— Records for this exercise —
########

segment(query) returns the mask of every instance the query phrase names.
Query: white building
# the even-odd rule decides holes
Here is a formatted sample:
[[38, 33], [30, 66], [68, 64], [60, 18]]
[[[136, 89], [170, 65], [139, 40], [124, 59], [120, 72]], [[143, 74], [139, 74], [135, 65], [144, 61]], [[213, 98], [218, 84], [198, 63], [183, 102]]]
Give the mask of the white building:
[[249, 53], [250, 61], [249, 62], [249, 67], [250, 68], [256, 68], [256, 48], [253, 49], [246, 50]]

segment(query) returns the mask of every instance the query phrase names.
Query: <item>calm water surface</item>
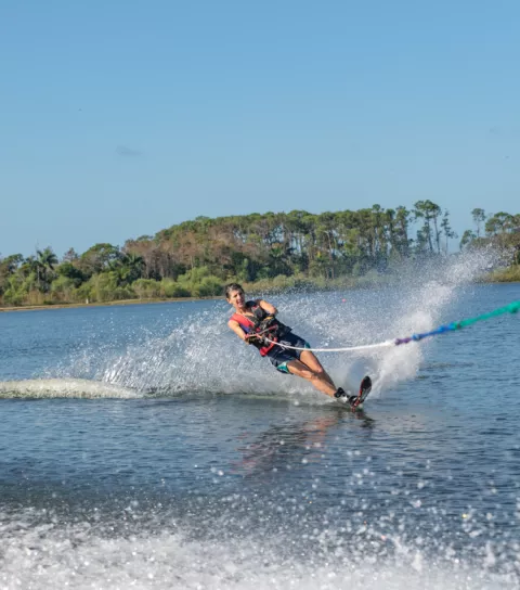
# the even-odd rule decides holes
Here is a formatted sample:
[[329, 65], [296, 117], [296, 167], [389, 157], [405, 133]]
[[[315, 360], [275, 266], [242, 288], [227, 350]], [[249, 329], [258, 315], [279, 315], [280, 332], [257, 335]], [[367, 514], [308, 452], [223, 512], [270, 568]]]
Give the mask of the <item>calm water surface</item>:
[[[271, 298], [320, 347], [518, 299], [433, 283]], [[520, 318], [322, 354], [338, 384], [374, 376], [352, 415], [227, 317], [0, 313], [1, 588], [520, 587]]]

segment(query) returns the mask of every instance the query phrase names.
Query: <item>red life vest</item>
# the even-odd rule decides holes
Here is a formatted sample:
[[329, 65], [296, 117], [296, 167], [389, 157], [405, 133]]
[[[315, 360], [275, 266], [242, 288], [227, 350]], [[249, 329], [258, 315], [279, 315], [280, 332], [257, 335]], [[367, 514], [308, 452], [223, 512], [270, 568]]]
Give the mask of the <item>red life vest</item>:
[[[255, 315], [255, 318], [257, 319], [257, 322], [255, 322], [251, 318], [248, 318], [237, 312], [233, 313], [231, 319], [235, 320], [235, 322], [238, 322], [242, 330], [246, 334], [251, 334], [258, 331], [258, 322], [266, 318], [268, 313], [256, 302], [247, 302], [246, 308], [249, 308], [252, 311], [252, 313]], [[255, 339], [252, 341], [252, 345], [258, 348], [262, 357], [264, 357], [271, 350], [271, 348], [275, 346], [275, 343], [277, 342], [278, 338], [273, 335], [273, 336], [270, 336], [269, 339], [272, 342], [268, 344], [261, 344], [259, 342], [255, 342]]]

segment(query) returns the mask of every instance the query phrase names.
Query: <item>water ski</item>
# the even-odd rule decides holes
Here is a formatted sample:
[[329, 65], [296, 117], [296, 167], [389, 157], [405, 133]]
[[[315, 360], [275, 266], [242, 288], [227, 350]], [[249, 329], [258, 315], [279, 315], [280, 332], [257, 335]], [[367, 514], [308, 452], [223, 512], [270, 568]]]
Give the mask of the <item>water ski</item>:
[[[339, 392], [341, 392], [340, 395]], [[338, 390], [338, 394], [336, 394], [336, 399], [347, 406], [347, 403], [350, 406], [350, 409], [355, 412], [356, 410], [361, 410], [363, 406], [363, 401], [368, 397], [368, 394], [372, 392], [372, 379], [366, 375], [363, 377], [361, 384], [360, 384], [360, 392], [356, 396], [349, 396], [347, 397], [347, 394], [344, 392]]]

########

— Exercise task —
Rewrite all of the lines above, replacing every occurrence of "formatted sample" with "reference example" and keeping everything else unchanged. Leave the pictures out of your version.

— Result for this task —
segment(query) returns the mask of every instance the query phrase names.
Query: white building
# the even-odd rule decides holes
Here is a reference example:
[[38, 33], [30, 66], [68, 64], [60, 18]]
[[[136, 89], [170, 65], [139, 40], [124, 59], [120, 72]], [[143, 74], [139, 74], [135, 65], [144, 61]], [[213, 98], [218, 84], [198, 63], [183, 102]]]
Give the mask of the white building:
[[249, 53], [250, 61], [249, 62], [249, 67], [250, 68], [256, 68], [256, 48], [253, 49], [246, 50]]

segment(query) returns the mask of every instance the query phrase names.
Query: <item>calm water surface</item>
# the even-odd rule decides holes
Here is a reference example:
[[329, 65], [296, 117], [296, 167], [389, 157], [405, 133]]
[[[315, 360], [275, 266], [242, 288], [227, 350]], [[249, 329], [258, 315], [279, 315], [280, 332], [257, 335]], [[367, 514], [308, 452], [223, 512], [270, 568]]]
Give the mask of the <item>calm water surface</item>:
[[[271, 298], [320, 347], [518, 299], [433, 283]], [[520, 318], [322, 354], [338, 384], [374, 376], [352, 415], [227, 317], [0, 313], [1, 588], [520, 587]]]

segment(query) returns the mask of every instance the query phrase names.
Query: <item>red life vest</item>
# the even-odd rule decides holes
Here is a reference example:
[[329, 65], [296, 117], [296, 167], [389, 157], [405, 133]]
[[[315, 360], [275, 266], [242, 288], [227, 350]], [[249, 329], [258, 315], [279, 315], [280, 332], [257, 335]], [[367, 514], [308, 452], [223, 512], [270, 568]]]
Give the mask of the <item>red life vest</item>:
[[[255, 315], [255, 318], [257, 319], [257, 322], [255, 322], [251, 318], [248, 318], [237, 312], [233, 313], [231, 319], [235, 320], [235, 322], [238, 322], [242, 330], [246, 334], [251, 334], [258, 331], [258, 322], [266, 318], [268, 313], [256, 302], [247, 302], [246, 308], [249, 308], [252, 311], [252, 313]], [[255, 339], [252, 341], [252, 345], [258, 348], [262, 357], [264, 357], [271, 350], [271, 348], [275, 346], [275, 343], [277, 342], [278, 338], [273, 335], [273, 336], [270, 336], [269, 339], [272, 342], [268, 344], [261, 344], [259, 342], [255, 342]]]

segment(query) returns the mask of every instance the query phrase names.
Query: <item>water ski</item>
# the even-odd rule decides holes
Here is a reference example:
[[329, 65], [296, 117], [296, 167], [389, 157], [405, 133]]
[[[315, 360], [275, 266], [242, 288], [227, 350]], [[249, 329], [258, 315], [279, 315], [280, 332], [257, 335]], [[367, 514], [308, 452], [223, 512], [270, 568]]]
Give the mask of the <item>water ski</item>:
[[[339, 392], [341, 392], [340, 395]], [[338, 390], [338, 394], [336, 394], [336, 399], [347, 406], [347, 403], [350, 406], [350, 409], [355, 412], [356, 410], [361, 410], [363, 406], [363, 401], [368, 397], [368, 394], [372, 392], [372, 379], [366, 375], [363, 377], [361, 384], [360, 384], [360, 392], [356, 396], [349, 396], [347, 397], [347, 394], [344, 392]]]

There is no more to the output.